┌─ Source excerpt

I have been able to have a few
conversations with Canadians about their view toward guns and violence and the
ones I have talked with have no need for more guns. They have firearms for hunting and use them
for that purpose. They see no need for
handguns or military rifles and do not want them used in their country.
Canadians are not as religious in
belief or practice as Americans say they are but their national anthem mentions
God and asked God to bless their land.
(“God bless our land, so noble and free, Oh Canada, we stand on guard
for thee…”) I thought about our two
countries and how much we have in common but our common view toward life in
general is so vastly different. How can
two countries with common origins be so different in the way we view life in
general?
Perhaps as Americans we need to
re-examine why we hold certain truths to be self-evident, especially when it
comes to what we value and why. We do
sing a song that asks God to bless America (two of them in fact) but our
national anthem is a song about a war in which our flag can be seen through the
smoke and haze resulting from the battles in the war. Do we see ourselves as violent people because
we have always been a warring people founded during a revolution and consider
violence to be part of the American way of life?

└─
┌─ Data entries

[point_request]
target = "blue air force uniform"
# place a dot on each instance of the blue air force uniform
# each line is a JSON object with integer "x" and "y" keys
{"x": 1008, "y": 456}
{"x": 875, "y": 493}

└─

(Objectives):
- 1) From the excerpt on Canadian and American attitudes toward guns, list the kinds of firearms it says Canadians own or do not want in their country.
- 2) Reproduce the stretch of the excerpt on Canadian and American attitudes from "Canadians are not" through "bless their land.".

(Task results):
- 1)
- Firearms for hunting
- Handguns
- Military rifles

- 2)
Canadians are not as religious in
belief or practice as Americans say they are but their national anthem mentions
God and asked God to bless their land.